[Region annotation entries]
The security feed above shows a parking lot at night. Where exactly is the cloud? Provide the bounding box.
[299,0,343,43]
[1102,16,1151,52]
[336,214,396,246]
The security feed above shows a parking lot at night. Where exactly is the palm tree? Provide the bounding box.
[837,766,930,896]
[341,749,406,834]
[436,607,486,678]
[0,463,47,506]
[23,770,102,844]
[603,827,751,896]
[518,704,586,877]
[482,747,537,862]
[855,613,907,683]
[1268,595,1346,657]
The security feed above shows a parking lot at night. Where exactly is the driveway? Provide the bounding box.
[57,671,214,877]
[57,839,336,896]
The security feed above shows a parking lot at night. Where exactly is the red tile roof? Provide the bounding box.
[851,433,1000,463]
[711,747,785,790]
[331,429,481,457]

TASK DESCRIPTION: Revise the listing by changing each "security feed" to "camera footage", and reproduce all of its lines with everything else unchanged.

RESPONSE TO THIS EXERCISE:
The camera footage above shows a parking lot at night. Where exactly is the cloud? Provide the bounding box.
[299,0,343,43]
[1102,16,1151,52]
[336,214,396,246]
The camera footage above shows a parking lot at night. Where exactly is the palm tree? Provide the bounding box.
[837,766,930,896]
[341,749,406,834]
[436,607,486,678]
[0,463,47,506]
[23,770,102,844]
[603,827,751,896]
[518,704,586,877]
[482,747,537,862]
[855,613,907,683]
[1268,595,1346,657]
The camera footage above shows a parking lot at night. Where exactly is the driveway? Provide the bounding box.
[57,671,214,877]
[57,839,336,896]
The camera footage above shows a parking lot at night. Where exactly is the red tile roof? Provide the bounding box.
[851,433,1000,463]
[711,747,785,790]
[331,429,481,457]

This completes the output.